WHAT IS BEING ASKED:
Leave out the pictures and restate the rest of the data exactly.

DATA FOR THE TASK:

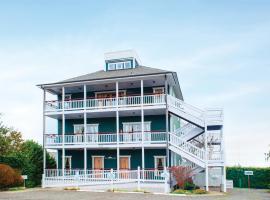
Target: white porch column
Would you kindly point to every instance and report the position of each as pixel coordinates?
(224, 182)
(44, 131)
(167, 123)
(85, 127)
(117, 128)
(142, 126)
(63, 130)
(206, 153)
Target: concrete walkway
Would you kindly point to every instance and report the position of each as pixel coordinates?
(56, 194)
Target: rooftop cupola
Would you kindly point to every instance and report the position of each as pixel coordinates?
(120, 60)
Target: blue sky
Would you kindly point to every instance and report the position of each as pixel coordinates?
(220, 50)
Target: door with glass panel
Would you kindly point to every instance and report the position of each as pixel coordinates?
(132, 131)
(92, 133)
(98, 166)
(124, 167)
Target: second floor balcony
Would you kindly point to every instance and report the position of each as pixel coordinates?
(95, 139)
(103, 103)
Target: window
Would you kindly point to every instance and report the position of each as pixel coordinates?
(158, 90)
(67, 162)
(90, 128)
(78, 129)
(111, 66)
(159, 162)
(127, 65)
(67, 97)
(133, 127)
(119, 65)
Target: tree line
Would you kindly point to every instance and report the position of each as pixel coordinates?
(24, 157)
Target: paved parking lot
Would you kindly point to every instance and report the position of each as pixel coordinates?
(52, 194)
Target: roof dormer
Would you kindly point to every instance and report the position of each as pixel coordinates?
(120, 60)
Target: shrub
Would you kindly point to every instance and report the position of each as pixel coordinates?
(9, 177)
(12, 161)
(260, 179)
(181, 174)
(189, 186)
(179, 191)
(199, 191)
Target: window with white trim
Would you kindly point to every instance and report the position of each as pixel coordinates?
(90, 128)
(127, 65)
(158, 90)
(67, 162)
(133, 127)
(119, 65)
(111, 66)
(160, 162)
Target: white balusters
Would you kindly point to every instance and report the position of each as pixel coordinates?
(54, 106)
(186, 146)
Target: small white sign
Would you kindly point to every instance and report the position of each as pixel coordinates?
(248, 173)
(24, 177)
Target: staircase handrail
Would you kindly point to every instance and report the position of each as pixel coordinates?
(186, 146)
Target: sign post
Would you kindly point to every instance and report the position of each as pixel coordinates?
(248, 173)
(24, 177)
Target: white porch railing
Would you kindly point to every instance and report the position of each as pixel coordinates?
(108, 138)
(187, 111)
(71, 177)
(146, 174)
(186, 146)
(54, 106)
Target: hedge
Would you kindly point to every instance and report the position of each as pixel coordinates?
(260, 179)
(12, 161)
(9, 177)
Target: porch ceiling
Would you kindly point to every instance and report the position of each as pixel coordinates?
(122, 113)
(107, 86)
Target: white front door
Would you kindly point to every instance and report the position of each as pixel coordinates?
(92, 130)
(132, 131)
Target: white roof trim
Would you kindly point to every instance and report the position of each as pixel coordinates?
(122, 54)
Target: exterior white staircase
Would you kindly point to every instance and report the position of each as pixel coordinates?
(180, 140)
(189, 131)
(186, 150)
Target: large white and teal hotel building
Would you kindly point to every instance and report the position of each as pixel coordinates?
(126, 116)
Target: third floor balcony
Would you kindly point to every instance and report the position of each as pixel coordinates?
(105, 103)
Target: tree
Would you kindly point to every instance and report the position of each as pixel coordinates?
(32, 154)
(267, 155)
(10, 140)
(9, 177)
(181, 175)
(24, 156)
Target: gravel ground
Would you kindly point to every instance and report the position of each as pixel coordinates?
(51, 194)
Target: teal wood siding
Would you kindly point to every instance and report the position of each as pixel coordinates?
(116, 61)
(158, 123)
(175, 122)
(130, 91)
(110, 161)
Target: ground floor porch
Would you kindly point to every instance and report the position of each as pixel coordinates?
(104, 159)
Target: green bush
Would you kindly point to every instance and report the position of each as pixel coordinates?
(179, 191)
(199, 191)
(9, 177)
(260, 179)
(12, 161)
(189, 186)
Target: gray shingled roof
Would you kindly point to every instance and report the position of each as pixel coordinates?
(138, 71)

WRITTEN SOLUTION:
Target: white porch column
Would you kindly point to every instance and report the position of each as pixel coordinates?
(224, 182)
(44, 131)
(167, 123)
(85, 127)
(117, 128)
(142, 126)
(63, 130)
(206, 153)
Target: concrete walkway
Would you kindly point to every instance and report the position of each as pixel coordinates?
(56, 194)
Target: rooftop cupola
Would you kindly point to every instance and report the position of each as pixel coordinates?
(120, 60)
Target: blue sky
Would you kindly point to every instance and report the position of each as pixel coordinates?
(220, 50)
Target: door with glass panel
Would you kindly point to every instance and report the position of each as pixel coordinates?
(132, 131)
(92, 133)
(98, 166)
(124, 167)
Target: second floor balcony
Would you kindly point to every instance and report the position of each as pixel coordinates?
(95, 139)
(103, 103)
Target: window
Would you kindly point to every instance and report the position of each as pixel coordinates?
(158, 90)
(67, 162)
(90, 128)
(78, 129)
(111, 66)
(159, 162)
(127, 65)
(67, 97)
(133, 127)
(119, 65)
Target: tree line
Would you kindly point to every instance and report the position of each as pixel coordinates?
(24, 157)
Target: paved parking lot
Would you kindly point to every instance and report the position of each as pixel coordinates?
(52, 194)
Target: roof dormer
Would you kindly point to every instance and report the position of each as pixel coordinates?
(120, 60)
Target: shrub
Would you kindly point to every instance and report the position of each as pixel coordinates?
(9, 177)
(12, 161)
(260, 179)
(181, 174)
(189, 186)
(179, 191)
(199, 191)
Target: window with white trim
Would you kindly point to every instance and report the position of each as pixel coordinates?
(90, 128)
(127, 65)
(158, 90)
(67, 162)
(133, 127)
(119, 65)
(111, 66)
(160, 162)
Target: white balusters
Would you kindly point to every instance and report the position of each as pixel coordinates?
(54, 106)
(186, 146)
Target: small white sign
Would you kindly point to every instance and report the position of each as pixel coordinates?
(248, 173)
(24, 177)
Target: staircase handrail
Would you kindly point to every instance and report the position of each as pixel coordinates?
(186, 146)
Target: sign post
Would you kindly point to every instance and report the position of each as pixel coordinates?
(248, 173)
(24, 177)
Target: white porch railing
Would you kindly point to every instance and report the position of each as pixel coordinates?
(108, 138)
(187, 111)
(71, 177)
(146, 174)
(186, 146)
(54, 106)
Target: hedge
Would you kindly point to every instance and report the position of each as pixel coordinates?
(260, 179)
(12, 161)
(9, 177)
Target: porch ceiling
Would you kindly point to every instance and report the position of each as pixel coordinates?
(122, 113)
(107, 86)
Target: white front door
Would you kindly point to every instance and report the position of each as pixel coordinates?
(92, 130)
(132, 131)
Target: white roof trim
Would you kindly point to every instance and report the position of each as pixel coordinates?
(122, 54)
Target: exterior white staircase
Would you kindly point to every instance and report the position of each as pixel coordinates?
(180, 140)
(189, 131)
(186, 150)
Target: large white and teal hotel building
Would you kindly point to every instance and report the position of each as pixel coordinates?
(126, 116)
Target: third floor balcony
Would you kindly point to every instance and report the position of each as pixel coordinates?
(105, 103)
Target: tree
Would you kindly point to every instance and report the position of each as pixel coordinates?
(32, 154)
(267, 155)
(10, 140)
(9, 177)
(181, 175)
(24, 156)
Target: gravel ground
Would you kindly point to every instance and report the position of each as pixel coordinates?
(51, 194)
Target: teal wood siding
Would you kindly point to every instance and report the position of each as pixel coordinates?
(116, 61)
(158, 123)
(175, 122)
(130, 91)
(110, 161)
Target: ground floor porch
Would you kindly point to every instance and report the position of each as pixel coordinates?
(104, 159)
Target: green bush
Would you kindly point to every instance and report the position of each as pixel coordinates?
(179, 191)
(199, 191)
(9, 177)
(260, 179)
(12, 161)
(189, 186)
Target: gray shingled roof
Would you kindly point to every instance and report the position of each as pixel coordinates?
(138, 71)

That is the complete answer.